-- start of Supplied text --

Ingredients Jump to Instructions ↓

  1. 1/4 cup 59ml Olive oil

  2. 1 cup 62g / 2 1/5oz Onion - finely chopped (medium)

  3. 2 Garlic cloves - minced

  4. 2 cups 125g / 4.4oz Chopped Italian plum tomatoes

  5. 6 cups 1422ml Chicken broth or water

  6. 1 Frozen corn kernels - (10 oz) - thawed

  7. 1 Chopped green chilies - (4 oz)

  8. 1/2 cup 31g / 1.1oz Coarse yellow cornmeal

  9. 1/4 cup 4g / 0.1oz Fresh cilantro leaves

  10. 1 tablespoon 15ml Lime juice - (to 2 tbspns)

-- end of Supplied text --
-- start of Extracted material --

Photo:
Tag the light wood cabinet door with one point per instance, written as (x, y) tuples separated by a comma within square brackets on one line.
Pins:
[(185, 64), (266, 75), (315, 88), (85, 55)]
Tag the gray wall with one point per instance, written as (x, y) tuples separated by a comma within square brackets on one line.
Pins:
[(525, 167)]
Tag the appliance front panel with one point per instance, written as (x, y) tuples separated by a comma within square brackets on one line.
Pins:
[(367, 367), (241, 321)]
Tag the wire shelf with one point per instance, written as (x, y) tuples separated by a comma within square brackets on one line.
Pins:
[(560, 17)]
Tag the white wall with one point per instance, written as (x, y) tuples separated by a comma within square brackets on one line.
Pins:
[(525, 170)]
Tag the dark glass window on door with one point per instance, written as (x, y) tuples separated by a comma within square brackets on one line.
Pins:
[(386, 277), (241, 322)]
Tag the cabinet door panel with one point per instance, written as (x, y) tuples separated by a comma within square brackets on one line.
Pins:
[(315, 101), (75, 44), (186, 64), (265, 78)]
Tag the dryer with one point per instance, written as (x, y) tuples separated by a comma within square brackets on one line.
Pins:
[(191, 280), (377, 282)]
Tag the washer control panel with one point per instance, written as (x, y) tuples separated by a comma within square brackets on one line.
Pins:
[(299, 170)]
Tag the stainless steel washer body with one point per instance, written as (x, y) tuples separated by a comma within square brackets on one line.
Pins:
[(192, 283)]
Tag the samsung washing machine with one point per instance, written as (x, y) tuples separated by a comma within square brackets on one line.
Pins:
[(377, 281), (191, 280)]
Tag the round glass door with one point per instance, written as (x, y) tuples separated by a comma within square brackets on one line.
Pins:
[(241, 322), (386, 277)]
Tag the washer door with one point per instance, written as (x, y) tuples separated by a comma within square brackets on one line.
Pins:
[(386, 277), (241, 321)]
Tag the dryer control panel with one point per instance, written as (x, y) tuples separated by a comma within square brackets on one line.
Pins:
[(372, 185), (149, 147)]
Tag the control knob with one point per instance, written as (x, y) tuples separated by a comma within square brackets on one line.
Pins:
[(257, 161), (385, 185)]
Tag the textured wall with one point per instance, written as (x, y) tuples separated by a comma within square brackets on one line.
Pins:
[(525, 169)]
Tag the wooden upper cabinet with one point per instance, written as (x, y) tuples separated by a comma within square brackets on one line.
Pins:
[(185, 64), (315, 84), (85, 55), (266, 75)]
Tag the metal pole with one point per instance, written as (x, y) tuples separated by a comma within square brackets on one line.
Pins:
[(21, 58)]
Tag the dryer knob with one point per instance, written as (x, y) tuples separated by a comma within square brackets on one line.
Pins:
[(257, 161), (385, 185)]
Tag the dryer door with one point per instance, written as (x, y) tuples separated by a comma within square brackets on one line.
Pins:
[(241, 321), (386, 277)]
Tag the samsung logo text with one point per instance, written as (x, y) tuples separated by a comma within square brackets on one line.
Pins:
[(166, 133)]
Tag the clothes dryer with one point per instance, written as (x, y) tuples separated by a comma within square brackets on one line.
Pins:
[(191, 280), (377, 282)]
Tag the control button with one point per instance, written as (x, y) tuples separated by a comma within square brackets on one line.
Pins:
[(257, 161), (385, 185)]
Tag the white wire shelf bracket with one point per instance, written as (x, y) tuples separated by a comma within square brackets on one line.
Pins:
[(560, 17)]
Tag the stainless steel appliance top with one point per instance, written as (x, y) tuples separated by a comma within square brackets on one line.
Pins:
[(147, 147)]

-- end of Extracted material --

### Written problem 1
Check each statement against the ingredient list, answering yes or no and quoting the deciding words: (a) the olive oil called for is 1/4 cup; (b) the onion is to be coarsely chopped; (c) the cornmeal is white.
### Written problem 2
Repeat word for word the stretch of the ingredient list from "4. 2 cups 125g" through "chilies - (4 oz)".

### Correct response 1
(a) Yes: "1/4 cup 59ml Olive oil"
(b) No: "Onion - finely chopped (medium)"
(c) No: "Coarse yellow cornmeal"

### Correct response 2
4. 2 cups 125g / 4.4oz Chopped Italian plum tomatoes

  5. 6 cups 1422ml Chicken broth or water

  6. 1 Frozen corn kernels - (10 oz) - thawed

  7. 1 Chopped green chilies - (4 oz)